------ PAGE EXTRACT

Epigenetic footprint enables molecular risk stratification of hepatoblastoma with clinical implications

Hepatoblastoma (HB) is a rare disease. Nevertheless, it is the predominant pediatric liver cancer, with limited therapeutic options for patients with aggressive tumors. Here we sought to increase knowledge of HB pathobiology in an effort to move towards precision medicine. To this end, we used high-throughput technologies to identify new biomarkers and therapeutic targets for HB patients with poor prognosis METHODS: We performed a comprehensive genomic, transcriptomic and epigenomic characterization of 159 clinically-annotated samples from 113 HB patients RESULTS: We discovered an unprecedented widespread epigenetic footprint of HB that includes hyperediting of the tumor suppressor BLCAP concomitant with a genome-wide dysregulation of RNA editing and the overexpression of mainly non-coding genes of the oncogenic 14q32 DLK1-DIO3 locus. By unsupervised analysis, we identified two epigenomic clusters (Epi-CA, Epi-CB) with distinct degree of DNA hypomethylation and CpG island hypermethylation that are associated with the C1/C2/C2B transcriptomic subtypes. Based on these findings, we defined the first Molecular Risk Stratification of HB (MRS-HB), which encompasses three main prognostic categories and improves the current clinical risk stratification approach. The MRS-3 category (28%), defined by strong 14q32 locus expression and Epi-CB methylation features, was characterized by CTNNB1 and NFE2L2 mutations, a progenitor-like phenotype and clinical aggressiveness. Finally, we identified choline kinase alpha as a promising therapeutic target for intermediate and high-risk HBs since its inhibition in HB cell lines and patient-derived xenografts strongly abrogated tumor growth CONCLUSIONS: Our findings expand our knowledge about the molecular features of HB and may contribute to improve current clinical stratification approaches and treatments to increase the survival of patients with HB.

------------
------ DATASET

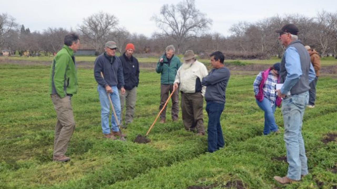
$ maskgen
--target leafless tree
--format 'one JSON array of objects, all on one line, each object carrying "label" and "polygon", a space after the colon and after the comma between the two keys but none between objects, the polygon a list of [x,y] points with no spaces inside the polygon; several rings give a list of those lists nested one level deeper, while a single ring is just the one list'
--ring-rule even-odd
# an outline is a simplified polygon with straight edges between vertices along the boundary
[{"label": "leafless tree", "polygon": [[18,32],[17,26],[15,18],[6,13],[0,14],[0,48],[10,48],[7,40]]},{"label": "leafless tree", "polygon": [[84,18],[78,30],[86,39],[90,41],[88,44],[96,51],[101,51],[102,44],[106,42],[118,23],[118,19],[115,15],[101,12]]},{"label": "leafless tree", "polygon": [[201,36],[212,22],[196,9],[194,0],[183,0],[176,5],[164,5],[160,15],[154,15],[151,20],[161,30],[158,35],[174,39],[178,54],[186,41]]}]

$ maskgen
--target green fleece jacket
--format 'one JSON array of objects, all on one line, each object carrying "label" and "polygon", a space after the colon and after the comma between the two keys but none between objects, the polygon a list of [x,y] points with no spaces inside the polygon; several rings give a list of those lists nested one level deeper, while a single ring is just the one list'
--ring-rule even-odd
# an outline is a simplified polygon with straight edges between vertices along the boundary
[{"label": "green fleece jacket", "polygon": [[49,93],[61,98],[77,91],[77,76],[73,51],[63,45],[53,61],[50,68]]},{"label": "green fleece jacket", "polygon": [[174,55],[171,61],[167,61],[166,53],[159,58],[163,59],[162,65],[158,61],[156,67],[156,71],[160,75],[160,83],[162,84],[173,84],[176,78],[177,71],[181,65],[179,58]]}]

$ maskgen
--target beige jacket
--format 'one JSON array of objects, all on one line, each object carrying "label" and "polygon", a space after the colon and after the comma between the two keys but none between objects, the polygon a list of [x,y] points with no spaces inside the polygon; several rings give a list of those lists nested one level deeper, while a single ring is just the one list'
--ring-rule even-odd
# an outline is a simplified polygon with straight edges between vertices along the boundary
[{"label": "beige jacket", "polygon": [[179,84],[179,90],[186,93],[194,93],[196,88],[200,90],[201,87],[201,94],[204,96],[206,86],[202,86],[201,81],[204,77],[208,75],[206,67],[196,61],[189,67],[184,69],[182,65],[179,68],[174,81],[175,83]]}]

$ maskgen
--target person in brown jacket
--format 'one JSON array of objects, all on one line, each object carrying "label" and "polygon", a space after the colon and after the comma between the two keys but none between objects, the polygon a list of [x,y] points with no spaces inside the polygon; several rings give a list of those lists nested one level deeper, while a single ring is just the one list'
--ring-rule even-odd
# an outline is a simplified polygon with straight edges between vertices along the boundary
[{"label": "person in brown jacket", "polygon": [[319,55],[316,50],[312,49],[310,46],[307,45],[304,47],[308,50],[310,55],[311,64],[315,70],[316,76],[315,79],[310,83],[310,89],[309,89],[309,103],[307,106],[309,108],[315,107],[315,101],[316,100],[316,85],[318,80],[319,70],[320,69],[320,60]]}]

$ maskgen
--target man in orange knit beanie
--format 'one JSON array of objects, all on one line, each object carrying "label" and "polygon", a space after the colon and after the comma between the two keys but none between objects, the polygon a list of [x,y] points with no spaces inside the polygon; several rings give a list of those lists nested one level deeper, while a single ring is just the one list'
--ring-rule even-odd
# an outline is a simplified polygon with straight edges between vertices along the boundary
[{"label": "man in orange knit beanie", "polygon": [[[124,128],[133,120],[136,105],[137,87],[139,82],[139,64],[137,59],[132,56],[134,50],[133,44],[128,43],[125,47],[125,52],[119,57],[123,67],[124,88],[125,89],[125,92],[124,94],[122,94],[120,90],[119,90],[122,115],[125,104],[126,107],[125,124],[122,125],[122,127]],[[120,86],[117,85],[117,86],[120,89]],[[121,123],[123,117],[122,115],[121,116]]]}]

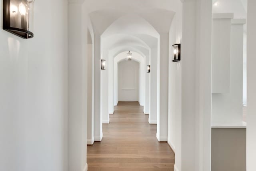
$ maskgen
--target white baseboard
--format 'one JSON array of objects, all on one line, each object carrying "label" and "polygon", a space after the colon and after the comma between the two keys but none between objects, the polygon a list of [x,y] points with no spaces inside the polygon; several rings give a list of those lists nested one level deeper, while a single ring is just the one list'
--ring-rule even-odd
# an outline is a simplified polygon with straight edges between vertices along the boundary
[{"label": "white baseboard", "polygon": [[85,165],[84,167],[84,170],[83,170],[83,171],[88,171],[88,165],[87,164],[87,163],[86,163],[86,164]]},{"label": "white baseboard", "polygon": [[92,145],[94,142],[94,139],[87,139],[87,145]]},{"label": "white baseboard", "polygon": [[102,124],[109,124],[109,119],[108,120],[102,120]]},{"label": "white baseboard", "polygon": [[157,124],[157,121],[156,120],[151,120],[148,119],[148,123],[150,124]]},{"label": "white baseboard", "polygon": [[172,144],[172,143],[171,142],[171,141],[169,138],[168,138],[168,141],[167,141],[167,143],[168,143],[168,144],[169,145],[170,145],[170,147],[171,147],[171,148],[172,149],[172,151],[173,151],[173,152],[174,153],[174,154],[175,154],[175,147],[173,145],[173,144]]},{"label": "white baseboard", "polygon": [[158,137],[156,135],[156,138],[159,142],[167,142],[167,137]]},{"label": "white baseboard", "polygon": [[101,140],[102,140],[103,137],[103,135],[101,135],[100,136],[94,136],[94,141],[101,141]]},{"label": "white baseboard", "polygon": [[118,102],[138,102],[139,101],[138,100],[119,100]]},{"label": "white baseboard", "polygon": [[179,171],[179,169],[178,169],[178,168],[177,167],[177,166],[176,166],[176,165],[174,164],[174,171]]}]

------------
------ DATASET

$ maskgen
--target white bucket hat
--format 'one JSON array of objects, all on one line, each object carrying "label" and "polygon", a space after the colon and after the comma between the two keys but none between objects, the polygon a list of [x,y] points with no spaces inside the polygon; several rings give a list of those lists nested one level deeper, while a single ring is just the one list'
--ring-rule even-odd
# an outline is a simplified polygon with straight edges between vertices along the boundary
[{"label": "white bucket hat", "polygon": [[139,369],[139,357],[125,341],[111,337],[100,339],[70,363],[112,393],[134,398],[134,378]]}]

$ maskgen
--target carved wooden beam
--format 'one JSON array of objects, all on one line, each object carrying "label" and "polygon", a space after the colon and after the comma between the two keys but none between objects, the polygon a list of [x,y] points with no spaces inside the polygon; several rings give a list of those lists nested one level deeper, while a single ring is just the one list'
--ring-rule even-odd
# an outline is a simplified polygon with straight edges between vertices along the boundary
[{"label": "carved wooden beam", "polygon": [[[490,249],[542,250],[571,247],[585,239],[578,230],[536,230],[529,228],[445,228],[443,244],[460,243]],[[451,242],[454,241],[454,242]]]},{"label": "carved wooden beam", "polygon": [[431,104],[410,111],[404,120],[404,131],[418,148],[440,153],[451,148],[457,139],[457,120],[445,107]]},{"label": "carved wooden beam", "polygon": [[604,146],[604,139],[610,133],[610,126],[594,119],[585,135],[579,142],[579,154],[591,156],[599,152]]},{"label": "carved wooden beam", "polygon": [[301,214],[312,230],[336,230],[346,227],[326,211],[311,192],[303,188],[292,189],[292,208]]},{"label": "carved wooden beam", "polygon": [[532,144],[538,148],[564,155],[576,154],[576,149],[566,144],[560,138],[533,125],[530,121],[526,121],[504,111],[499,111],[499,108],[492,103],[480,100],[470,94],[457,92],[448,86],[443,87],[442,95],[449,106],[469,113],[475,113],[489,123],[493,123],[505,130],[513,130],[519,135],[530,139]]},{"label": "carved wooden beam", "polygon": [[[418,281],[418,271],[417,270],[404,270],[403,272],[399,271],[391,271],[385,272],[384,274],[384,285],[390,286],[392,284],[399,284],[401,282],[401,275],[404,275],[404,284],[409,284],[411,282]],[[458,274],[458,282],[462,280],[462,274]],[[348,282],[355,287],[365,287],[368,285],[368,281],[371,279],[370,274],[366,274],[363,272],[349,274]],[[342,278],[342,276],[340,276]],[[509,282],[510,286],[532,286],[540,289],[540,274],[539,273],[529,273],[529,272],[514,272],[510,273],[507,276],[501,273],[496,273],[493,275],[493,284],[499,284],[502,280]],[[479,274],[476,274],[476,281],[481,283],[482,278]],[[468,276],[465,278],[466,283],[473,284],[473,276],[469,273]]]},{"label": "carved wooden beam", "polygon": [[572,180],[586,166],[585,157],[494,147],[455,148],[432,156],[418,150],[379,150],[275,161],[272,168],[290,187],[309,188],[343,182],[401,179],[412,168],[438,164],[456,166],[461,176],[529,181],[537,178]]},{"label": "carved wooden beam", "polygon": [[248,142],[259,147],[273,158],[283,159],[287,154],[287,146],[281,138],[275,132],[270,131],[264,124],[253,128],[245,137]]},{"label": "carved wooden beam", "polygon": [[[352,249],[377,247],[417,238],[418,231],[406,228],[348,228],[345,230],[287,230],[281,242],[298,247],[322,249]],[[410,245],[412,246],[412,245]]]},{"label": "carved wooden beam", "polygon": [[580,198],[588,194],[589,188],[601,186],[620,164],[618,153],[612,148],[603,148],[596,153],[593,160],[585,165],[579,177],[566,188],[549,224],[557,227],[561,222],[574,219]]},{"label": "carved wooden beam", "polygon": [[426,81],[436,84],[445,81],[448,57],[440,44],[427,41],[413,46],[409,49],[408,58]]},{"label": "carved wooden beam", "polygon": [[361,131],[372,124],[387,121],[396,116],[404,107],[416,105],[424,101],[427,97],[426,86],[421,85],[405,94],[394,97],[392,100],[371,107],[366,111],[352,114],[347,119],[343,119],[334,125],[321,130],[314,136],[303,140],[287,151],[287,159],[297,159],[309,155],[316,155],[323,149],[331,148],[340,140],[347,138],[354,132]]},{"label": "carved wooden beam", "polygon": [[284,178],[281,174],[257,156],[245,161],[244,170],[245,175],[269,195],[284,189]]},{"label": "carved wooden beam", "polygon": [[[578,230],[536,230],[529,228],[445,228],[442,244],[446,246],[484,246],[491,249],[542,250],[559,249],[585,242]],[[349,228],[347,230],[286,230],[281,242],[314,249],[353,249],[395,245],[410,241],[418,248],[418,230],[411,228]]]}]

------------
------ DATASET

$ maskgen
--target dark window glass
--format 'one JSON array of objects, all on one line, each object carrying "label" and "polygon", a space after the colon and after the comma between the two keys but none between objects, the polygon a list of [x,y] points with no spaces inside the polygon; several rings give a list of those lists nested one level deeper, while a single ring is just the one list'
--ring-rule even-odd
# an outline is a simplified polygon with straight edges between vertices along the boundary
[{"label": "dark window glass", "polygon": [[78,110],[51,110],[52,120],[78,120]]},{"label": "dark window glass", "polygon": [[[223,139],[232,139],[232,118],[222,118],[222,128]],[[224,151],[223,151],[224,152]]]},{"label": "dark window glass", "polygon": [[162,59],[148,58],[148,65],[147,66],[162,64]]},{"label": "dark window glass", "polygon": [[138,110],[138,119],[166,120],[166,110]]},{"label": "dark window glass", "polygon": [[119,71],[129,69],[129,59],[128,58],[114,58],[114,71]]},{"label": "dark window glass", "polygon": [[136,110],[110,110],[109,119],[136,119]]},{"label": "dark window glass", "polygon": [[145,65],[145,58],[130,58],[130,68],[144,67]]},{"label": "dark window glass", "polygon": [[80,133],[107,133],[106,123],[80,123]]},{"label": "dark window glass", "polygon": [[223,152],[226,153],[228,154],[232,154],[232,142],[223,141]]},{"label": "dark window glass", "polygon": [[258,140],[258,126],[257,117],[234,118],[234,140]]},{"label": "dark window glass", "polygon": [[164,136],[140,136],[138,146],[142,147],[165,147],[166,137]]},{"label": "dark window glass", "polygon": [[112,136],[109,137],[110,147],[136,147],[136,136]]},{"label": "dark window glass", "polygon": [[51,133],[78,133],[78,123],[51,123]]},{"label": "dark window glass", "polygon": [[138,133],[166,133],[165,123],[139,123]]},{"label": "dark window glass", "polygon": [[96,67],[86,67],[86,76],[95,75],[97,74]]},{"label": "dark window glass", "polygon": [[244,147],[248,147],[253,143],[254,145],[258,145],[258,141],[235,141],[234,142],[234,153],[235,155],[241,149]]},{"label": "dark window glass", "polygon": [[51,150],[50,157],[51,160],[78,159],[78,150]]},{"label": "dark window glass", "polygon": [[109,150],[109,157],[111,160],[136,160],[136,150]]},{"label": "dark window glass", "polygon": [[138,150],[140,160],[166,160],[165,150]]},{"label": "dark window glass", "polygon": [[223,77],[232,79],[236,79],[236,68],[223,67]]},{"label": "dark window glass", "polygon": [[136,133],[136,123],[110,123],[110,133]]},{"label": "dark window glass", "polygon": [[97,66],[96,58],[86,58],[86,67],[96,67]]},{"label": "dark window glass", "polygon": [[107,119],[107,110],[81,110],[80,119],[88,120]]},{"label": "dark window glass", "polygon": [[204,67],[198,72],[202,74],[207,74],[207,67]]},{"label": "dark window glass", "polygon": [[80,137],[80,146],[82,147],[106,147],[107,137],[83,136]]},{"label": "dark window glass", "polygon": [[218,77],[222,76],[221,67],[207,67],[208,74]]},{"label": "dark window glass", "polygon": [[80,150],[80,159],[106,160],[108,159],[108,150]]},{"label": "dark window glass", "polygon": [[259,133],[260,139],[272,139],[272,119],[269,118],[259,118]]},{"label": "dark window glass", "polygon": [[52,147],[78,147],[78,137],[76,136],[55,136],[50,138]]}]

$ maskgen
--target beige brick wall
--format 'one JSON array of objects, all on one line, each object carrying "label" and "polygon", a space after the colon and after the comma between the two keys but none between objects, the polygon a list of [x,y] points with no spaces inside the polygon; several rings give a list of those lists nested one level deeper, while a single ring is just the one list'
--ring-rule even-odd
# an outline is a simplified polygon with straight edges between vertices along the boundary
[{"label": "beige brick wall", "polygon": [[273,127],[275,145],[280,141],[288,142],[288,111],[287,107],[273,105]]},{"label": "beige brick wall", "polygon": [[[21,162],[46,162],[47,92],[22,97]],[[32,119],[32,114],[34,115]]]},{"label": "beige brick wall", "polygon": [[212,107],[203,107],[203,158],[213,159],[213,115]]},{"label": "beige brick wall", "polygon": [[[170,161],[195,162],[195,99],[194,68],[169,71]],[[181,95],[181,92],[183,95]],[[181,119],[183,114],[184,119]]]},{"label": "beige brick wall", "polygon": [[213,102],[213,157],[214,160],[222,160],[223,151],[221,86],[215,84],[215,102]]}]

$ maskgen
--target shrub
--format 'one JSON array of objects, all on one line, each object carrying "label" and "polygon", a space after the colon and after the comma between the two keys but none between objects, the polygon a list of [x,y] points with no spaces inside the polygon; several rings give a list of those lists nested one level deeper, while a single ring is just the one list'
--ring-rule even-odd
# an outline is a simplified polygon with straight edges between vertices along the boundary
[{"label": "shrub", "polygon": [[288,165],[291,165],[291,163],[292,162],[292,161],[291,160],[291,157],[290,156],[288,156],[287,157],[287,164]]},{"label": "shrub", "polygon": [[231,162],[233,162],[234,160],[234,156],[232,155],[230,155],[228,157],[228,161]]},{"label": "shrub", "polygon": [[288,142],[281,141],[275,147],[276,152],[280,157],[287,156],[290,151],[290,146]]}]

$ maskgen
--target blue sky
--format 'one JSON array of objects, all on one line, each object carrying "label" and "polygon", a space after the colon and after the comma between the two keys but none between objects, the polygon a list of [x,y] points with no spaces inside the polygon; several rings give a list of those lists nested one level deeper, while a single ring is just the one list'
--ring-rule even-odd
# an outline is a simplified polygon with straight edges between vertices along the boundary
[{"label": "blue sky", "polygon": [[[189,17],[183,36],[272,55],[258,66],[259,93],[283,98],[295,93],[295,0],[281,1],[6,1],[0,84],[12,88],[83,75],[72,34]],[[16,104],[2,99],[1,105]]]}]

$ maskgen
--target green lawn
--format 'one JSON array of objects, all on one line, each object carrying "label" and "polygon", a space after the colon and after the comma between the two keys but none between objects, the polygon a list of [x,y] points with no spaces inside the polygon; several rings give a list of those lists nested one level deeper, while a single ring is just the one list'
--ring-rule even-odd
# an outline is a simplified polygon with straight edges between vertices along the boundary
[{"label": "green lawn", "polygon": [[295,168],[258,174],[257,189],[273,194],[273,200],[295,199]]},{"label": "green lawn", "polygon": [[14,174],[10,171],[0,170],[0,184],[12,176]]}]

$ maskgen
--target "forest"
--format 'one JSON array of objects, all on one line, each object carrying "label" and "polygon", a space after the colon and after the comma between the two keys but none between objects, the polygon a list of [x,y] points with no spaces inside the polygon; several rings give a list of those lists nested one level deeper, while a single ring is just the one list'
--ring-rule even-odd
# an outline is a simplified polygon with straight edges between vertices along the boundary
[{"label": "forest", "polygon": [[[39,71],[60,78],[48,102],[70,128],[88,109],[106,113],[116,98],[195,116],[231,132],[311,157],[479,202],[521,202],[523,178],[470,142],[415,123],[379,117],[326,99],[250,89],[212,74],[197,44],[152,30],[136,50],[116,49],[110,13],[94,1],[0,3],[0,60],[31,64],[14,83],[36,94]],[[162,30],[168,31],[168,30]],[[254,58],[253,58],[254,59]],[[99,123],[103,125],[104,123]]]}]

------------

▶ WHAT YOU NEED TO DO
List the kinds of characterization that the hepatoblastoma abstract says were done on the 159 samples.

▶ OUTPUT FOR THIS TASK
Genomic, transcriptomic and epigenomic.